___ Extrait fourni

Et le mauvais côté de cela, c'est que, si on dit: Bon, bien, cette personne-là qui était politicienne n'est pas la bonne... ? ma recherchiste me faisait le même commentaire... Est-ce qu'on va arriver à la même chose au niveau des policiers, au niveau des enquêtes de police? Il y a un ministre de la Sécurité publique, on sait très bien que le ministre n'est pas au courant de chacune des enquêtes et il n'a pas à s'ingérer dans les enquêtes, il ne s'ingère pas dans les enquêtes, il ne peut le faire, alors... Tu sais, il y a comme une réaction de dire: parce que c'est quelqu'un qui est nommé, qui est élu, quelqu'un nommé va avoir une plus grande indépendance, et, moi, ça ne me semble pas quelque chose qui est très évident. Et je me disais plutôt: pourquoi pas ne pas séparer d'ailleurs... entre le ministre de la Justice et le Procureur général... pourquoi pas avoir tout simplement un Procureur général qui, lui, est indépendant, qui a pour seule fonction d'être Procureur général, qui n'assiste pas au Conseil des ministres, qui est à l'écart de toute décision politique et qui est vraiment, lui, indépendant dans sa fonction, comme l'est, je vous dirais, dans une certaine limite, le président de l'Assemblée nationale? Et peut-être que là on va atteindre un degré d'indépendance, mais on ne sacrifiera pas l'imputabilité. Autrement dit, il sera tenu de répondre aux questions, il sera tenu de justifier les décisions.

Alors, c'est un peu l'état de ma réflexion. Je voyais à quel point ce n'est pas simple, et j'ai peur qu'on aille... Vous le disiez tantôt, on ne répare pas ce qui n'est pas brisé. Moi, je me dis: Il n'y a pas beaucoup de choses, là, qui est brisé actuellement. Au contraire. Mais on apporte peut-être un remède à... un remède de cheval finalement à quelque chose qui ne mérite pas autant, je vous dirais, de mesures.

Mais, comme on est dans l'indépendance, je vais aller un peu plus loin avec vous, et je suis soucieux de cette indépendance, là. Sur l'appel des candidatures, j'en suis avec vous. Si on est pour le faire, moi, il faut y aller par appel de candidatures, c'est normal. Vous avez vu... la destitution simplement pour cause, est-ce que vous ne pensez pas, tout d'abord, que la destitution devrait faire l'objet d'une procédure particulière, si on veut lui accorder un réel degré d'indépendance? Est-ce que vous ne pensez pas même que la nomination de l'individu devrait être, comme il a été proposé au fédéral... faire l'objet d'ailleurs d'une commission où les gens pourraient lui poser des questions, voir quels sont ses degrés de connaissance, de compétence et d'indépendance? Est-ce que vous ne pensez pas que finalement le processus devrait être amélioré pour assurer cette plus grande indépendance?

______
___ Items fournis

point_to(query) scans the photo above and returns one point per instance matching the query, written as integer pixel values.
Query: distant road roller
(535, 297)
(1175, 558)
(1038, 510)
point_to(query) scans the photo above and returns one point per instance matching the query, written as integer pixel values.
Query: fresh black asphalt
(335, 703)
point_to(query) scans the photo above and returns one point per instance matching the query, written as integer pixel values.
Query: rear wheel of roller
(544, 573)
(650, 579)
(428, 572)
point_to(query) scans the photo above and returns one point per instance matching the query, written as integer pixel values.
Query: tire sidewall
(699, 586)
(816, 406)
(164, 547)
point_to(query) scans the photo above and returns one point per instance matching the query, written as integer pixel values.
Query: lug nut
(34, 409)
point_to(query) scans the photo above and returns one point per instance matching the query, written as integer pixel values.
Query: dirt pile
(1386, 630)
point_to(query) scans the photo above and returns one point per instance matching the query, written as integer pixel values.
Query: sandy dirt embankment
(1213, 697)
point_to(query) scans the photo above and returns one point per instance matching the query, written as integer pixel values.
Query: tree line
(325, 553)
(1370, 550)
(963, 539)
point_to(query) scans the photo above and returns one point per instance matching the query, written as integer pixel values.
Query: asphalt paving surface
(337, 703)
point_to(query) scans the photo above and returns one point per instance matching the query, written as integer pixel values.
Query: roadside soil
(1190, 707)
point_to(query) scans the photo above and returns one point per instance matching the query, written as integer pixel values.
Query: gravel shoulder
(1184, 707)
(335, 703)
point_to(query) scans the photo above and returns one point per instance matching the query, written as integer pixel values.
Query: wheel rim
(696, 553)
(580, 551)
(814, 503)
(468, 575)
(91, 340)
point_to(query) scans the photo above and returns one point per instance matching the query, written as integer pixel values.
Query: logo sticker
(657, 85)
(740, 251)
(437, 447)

______
___ Items fournis

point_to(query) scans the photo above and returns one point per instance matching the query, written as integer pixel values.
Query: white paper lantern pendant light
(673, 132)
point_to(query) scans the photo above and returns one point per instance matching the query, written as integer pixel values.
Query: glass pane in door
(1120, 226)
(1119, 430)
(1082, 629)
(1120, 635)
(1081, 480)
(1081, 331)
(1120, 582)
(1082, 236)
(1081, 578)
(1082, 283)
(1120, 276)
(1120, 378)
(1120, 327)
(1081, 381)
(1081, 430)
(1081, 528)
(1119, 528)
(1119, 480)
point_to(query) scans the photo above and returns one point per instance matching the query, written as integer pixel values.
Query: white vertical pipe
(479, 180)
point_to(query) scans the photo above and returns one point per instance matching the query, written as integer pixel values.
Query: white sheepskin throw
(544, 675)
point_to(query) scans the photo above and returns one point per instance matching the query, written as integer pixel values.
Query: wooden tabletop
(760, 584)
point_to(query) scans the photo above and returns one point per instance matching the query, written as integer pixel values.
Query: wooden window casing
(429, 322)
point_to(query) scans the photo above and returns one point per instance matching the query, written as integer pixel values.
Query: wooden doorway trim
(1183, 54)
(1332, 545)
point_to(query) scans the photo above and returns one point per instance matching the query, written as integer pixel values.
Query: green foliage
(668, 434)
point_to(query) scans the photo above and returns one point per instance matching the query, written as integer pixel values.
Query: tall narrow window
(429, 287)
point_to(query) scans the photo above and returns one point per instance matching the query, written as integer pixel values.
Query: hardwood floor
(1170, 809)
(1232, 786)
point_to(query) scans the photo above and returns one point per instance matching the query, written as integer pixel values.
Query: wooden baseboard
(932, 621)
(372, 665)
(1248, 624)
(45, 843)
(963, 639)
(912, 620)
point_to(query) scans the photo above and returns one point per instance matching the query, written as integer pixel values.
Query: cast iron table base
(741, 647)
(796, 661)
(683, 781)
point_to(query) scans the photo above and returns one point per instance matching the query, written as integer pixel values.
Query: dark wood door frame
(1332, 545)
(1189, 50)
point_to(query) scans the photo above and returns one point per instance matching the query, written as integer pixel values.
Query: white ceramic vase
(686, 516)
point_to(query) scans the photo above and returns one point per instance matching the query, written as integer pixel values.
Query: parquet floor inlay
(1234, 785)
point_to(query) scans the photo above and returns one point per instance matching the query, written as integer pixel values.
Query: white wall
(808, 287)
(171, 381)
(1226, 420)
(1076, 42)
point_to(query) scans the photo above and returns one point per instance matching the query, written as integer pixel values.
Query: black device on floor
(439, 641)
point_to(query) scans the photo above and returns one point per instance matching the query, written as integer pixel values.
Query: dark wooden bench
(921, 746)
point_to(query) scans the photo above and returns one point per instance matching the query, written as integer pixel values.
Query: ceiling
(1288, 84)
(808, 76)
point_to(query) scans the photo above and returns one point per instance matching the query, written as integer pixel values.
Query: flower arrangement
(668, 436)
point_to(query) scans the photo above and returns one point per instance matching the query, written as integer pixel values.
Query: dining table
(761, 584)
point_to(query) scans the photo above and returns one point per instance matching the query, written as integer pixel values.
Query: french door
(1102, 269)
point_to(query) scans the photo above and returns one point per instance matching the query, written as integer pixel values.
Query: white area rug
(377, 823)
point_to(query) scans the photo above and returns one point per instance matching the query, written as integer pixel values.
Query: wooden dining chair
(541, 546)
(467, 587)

______

Consigne: Poursuivez l'intervention sur l'indépendance du Procureur général à partir de la dernière question posée, dans le même registre oral.

Réponse attendue:
M. Joncas (Rodrigue): Là encore, l'AQAAD ne s'est pas penchée sur cet aspect-là, et, à bien des égards, vous avez des préoccupations que je qualifierais ? et là je parle en mon nom personnel ? beaucoup plus politiques que juridiques ? avec beaucoup de respect, là ? et je les comprends. Je vous dirais que, là-dessus, pour avoir parcouru le document des débats...

M. Bédard: Mais je vais... simplement vous dire: Ce n'est pas... Vous savez, un processus de nomination, il n'y a rien de plus juridique que ça, là. D'ailleurs, l'ensemble des tribunaux sont souvent invalidés sur la nomination, alors... C'est dans ce sens-là.

M. Joncas (Rodrigue): Je référais à la première partie de votre intervention...

M. Bédard: Ah! la première partie.

M. Joncas (Rodrigue): ...M. le député, sur le phénomène de l'indépendance, sur lequel on n'a pas eu à discuter, mais, en vous écoutant, je comprends votre préoccupation sur qui doit répondre de ce qui ne va pas bien dans la société. À un moment donné, vous parlez des enquêtes policières qui peuvent déraper. Qui va en répondre? En fin de compte, c'est tout... c'est l'Assemblée nationale qui finit par... à tous les quatre ans, de répondre... ou du gouvernement de répondre de ces actions-là. On n'en finirait plus de débattre là-dessus.

Quant à la destitution, on n'en a pas parlé, mais le réflexe que j'ai comme avocat, pour avoir parcouru aussi les documents, j'ai vu des suggestions intéressantes qui finalement vous disent: Écoutez, quand on commence à tout définir quelles seraient les causes de destitution, on n'en sortira pas, et il faut être avocat pour le savoir. Il suffit de choisir ? il y en a plein ? un mécanisme qui va permettre au moins d'éviter les longs délais, les longs débats et les frais pour tout le monde. C'est de s'assurer que ce soit quelque chose qui soit crédible comme processus auprès d'un organisme, d'un comité, d'un tribunal. Ça, vous avez l'éventail de choix, vous avez sûrement des comparables que je ne connais pas, là, mais je pense qu'il faut faire confiance à quelque part, que les juges, les avocats, les juristes qui auront à être saisis de ces questions-là le moment venu vont être capables de s'en sortir.

De toute façon, avec des critères de sélection pointus, gérés par un comité sérieux, vous n'en aurez pas, de problème de destitution, vous allez avoir des gens super compétents qui vont vouloir avoir le job. Encore une fois, là, on est sur un terrain que l'AQAAD n'a pas débattu. Ils vont peut-être me disputer, mais permettez-moi de réagir.

M. Bédard: Ils vont être indulgents, je suis convaincu. Mon collègue de Mercier a une question.

Le Président (M. Simard): M. le député de Mercier.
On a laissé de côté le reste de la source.